[START Data provided]

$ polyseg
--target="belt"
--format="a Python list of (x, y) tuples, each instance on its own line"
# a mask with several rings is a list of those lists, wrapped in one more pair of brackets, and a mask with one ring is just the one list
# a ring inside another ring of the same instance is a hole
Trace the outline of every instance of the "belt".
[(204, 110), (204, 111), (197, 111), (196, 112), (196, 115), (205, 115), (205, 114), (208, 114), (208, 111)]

[END Data provided]

## Exercise requirements
Reproduce the material above verbatim, line for line.

## Output below
$ polyseg
--target="belt"
--format="a Python list of (x, y) tuples, each instance on its own line"
# a mask with several rings is a list of those lists, wrapped in one more pair of brackets, and a mask with one ring is just the one list
# a ring inside another ring of the same instance is a hole
Trace the outline of every instance of the "belt".
[(204, 110), (204, 111), (197, 111), (196, 112), (196, 115), (205, 115), (205, 114), (208, 114), (208, 111)]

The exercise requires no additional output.